Instruction a ->
In the records, list the lines as a numbered list, leaving out blank lines. Begin at the line that contains "stone line in" and stop after the line that contains "[[[256,154],[249,155],[249,156],[241,158],[241,159],[256,162]]]".
* begin Page excerpt *
[foreign] RFR 8220544: Jextract; library dependent header filtering

Jorn Vernee jbvernee at xs4all.nl
Wed Mar 20 15:36:52 UTC 2019


Maurizio Cimadamore schreef op 2019-03-20 16:10:
> Yes, but...
> 
> I think that implementation dependent behavior is a bit of the point
> here? That is, on a Windows machine you might want both uppercase and
> lowercase to match (given the OS makes no difference), unlike on
> Linux/Mac?

Exactly.

> I'm not sure if we have any precedent for this - the use case for this
> API doesn't seem unreasonable; if we wanted to just use a regular
> regex (not a loose, OS-dependent one), then we probably have to
> normalize all paths coming out from clang, because I suspect we will
> find surprises in there.

I think for OpenGL it's trying to match some standard so that includes 
can be more portable;

     #include <GL/gl.h> // protable?
* end Page excerpt *
* begin Entries provided *
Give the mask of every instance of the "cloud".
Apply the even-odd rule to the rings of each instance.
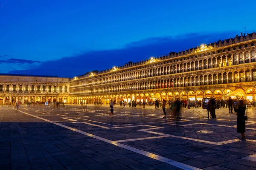
[[[202,44],[217,42],[219,39],[229,39],[235,37],[236,32],[192,33],[175,37],[151,37],[128,43],[120,49],[89,51],[43,62],[30,72],[31,74],[34,72],[38,75],[73,77],[93,70],[102,71],[114,66],[123,65],[130,61],[136,62],[151,56],[168,55],[171,52],[181,51]],[[23,73],[24,71],[20,72]],[[10,71],[9,73],[18,74],[19,71]]]
[[[11,58],[5,60],[0,60],[0,63],[16,63],[16,64],[34,64],[41,63],[41,62],[36,60],[31,60],[23,59]]]

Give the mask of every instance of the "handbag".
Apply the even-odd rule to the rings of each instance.
[[[246,111],[247,108],[245,108],[245,115],[244,115],[244,120],[248,120],[248,116],[247,116],[247,111]]]

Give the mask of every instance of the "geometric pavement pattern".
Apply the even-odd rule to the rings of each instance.
[[[201,108],[163,119],[161,109],[108,105],[0,108],[0,169],[256,169],[256,110],[245,141],[226,108]]]

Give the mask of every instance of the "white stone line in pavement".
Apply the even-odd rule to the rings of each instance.
[[[70,120],[70,121],[77,121],[76,120],[74,120],[74,119],[71,119],[66,118],[65,117],[61,117],[61,118],[63,119],[64,119],[68,120]],[[60,121],[56,121],[56,122],[60,122]]]
[[[256,154],[249,155],[249,156],[241,158],[241,159],[256,162]]]
[[[41,120],[44,120],[45,121],[49,122],[49,123],[51,123],[54,125],[55,125],[57,126],[61,126],[61,127],[66,128],[67,129],[69,129],[70,130],[74,131],[75,132],[78,132],[81,134],[84,134],[84,135],[86,135],[88,136],[90,136],[92,138],[97,139],[98,140],[101,140],[102,141],[105,142],[107,143],[108,143],[109,144],[113,144],[115,146],[123,148],[124,149],[125,149],[126,150],[133,151],[134,152],[139,153],[140,154],[144,155],[148,157],[149,158],[152,158],[154,159],[157,160],[158,161],[161,161],[162,162],[166,163],[167,164],[171,164],[172,166],[175,166],[176,167],[177,167],[178,168],[182,169],[185,170],[201,170],[201,169],[195,167],[192,167],[192,166],[190,166],[185,164],[183,164],[182,163],[177,162],[176,161],[173,161],[172,159],[169,159],[168,158],[164,157],[163,156],[161,156],[157,155],[154,154],[154,153],[151,153],[145,151],[144,150],[139,150],[138,149],[137,149],[135,147],[131,147],[129,146],[127,146],[124,144],[120,144],[120,143],[115,142],[114,141],[107,139],[105,138],[102,138],[101,137],[97,136],[96,135],[93,135],[92,134],[89,133],[87,132],[84,132],[82,130],[79,130],[78,129],[76,129],[74,128],[70,127],[69,126],[67,126],[65,125],[56,123],[55,122],[41,118],[38,116],[37,116],[35,115],[32,115],[31,114],[28,113],[27,113],[23,112],[22,111],[19,110],[20,112],[23,113],[26,115],[36,117],[38,119],[41,119]]]
[[[130,141],[139,141],[141,140],[145,140],[145,139],[157,139],[157,138],[165,138],[166,136],[152,136],[152,137],[147,137],[145,138],[135,138],[135,139],[124,139],[124,140],[120,140],[119,141],[115,141],[116,142],[130,142]]]
[[[61,116],[64,116],[64,117],[67,117],[67,116],[63,115],[60,114],[55,114],[56,115]]]
[[[251,124],[253,124],[254,123],[256,123],[256,122],[254,122],[254,123],[248,123],[247,124],[245,124],[245,125],[247,125],[248,124],[249,125],[251,125]],[[200,124],[202,124],[202,125],[211,125],[211,126],[222,126],[222,127],[229,127],[229,128],[236,128],[237,127],[237,125],[233,125],[233,126],[229,126],[229,125],[218,125],[218,124],[212,124],[211,123],[191,123],[190,124],[186,124],[186,125],[177,125],[175,123],[172,123],[172,122],[169,122],[169,123],[163,123],[163,124],[169,124],[169,125],[177,125],[177,126],[190,126],[192,125],[200,125]],[[250,130],[256,130],[256,128],[247,128],[245,127],[245,128],[247,129],[250,129]]]

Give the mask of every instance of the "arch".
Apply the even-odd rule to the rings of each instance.
[[[230,93],[232,92],[232,90],[230,88],[226,88],[223,91],[223,94],[224,95],[227,95],[229,93]]]
[[[193,91],[189,91],[188,92],[188,97],[190,100],[195,100],[195,95]]]
[[[207,90],[204,93],[205,97],[210,97],[212,96],[212,92],[210,90]]]
[[[216,89],[213,92],[213,97],[216,100],[221,100],[222,99],[222,92],[220,89]]]
[[[256,61],[256,56],[255,56],[255,50],[252,50],[250,51],[251,62],[255,62],[255,61]]]

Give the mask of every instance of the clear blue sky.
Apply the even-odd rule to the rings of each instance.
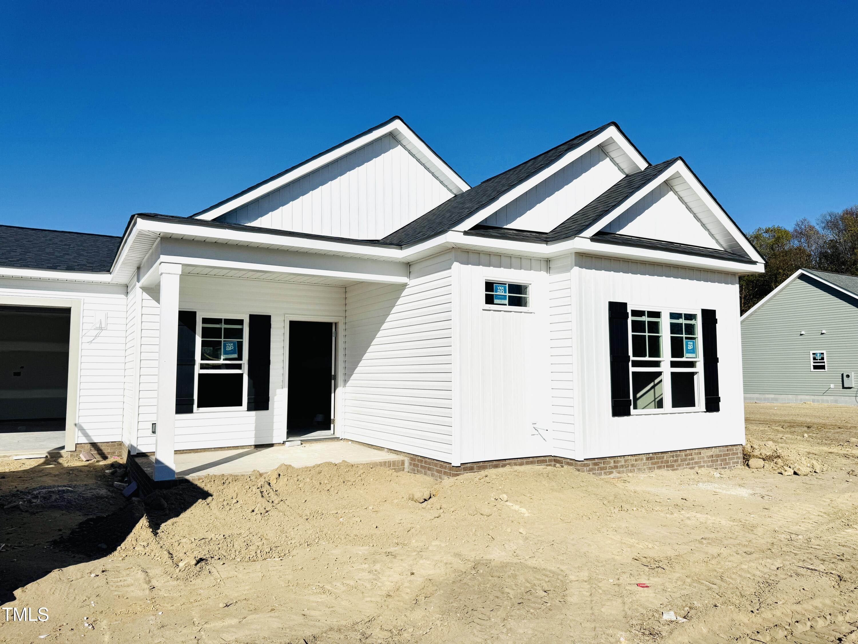
[[[607,121],[746,230],[858,204],[858,3],[0,3],[0,223],[119,234],[401,115],[474,185]]]

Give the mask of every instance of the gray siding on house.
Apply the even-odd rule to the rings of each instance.
[[[826,371],[811,371],[812,351]],[[858,404],[841,381],[858,374],[858,299],[799,276],[742,320],[742,369],[746,400]]]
* end Entries provided *
Instruction b ->
In the Jextract header-filtering post, who wrote the message that is quoted?

Full answer a ->
1. Give the mask of every instance of the "white stone line in pavement".
2. Apply the even-odd rule to the rings of each instance.
3. [[[70,120],[70,121],[77,121],[76,120],[74,120],[74,119],[71,119],[66,118],[65,117],[61,117],[61,118],[63,119],[64,119],[68,120]],[[60,121],[56,121],[56,122],[60,122]]]
4. [[[256,154],[249,155],[249,156],[241,158],[241,159],[256,162]]]

Full answer b ->
Maurizio Cimadamore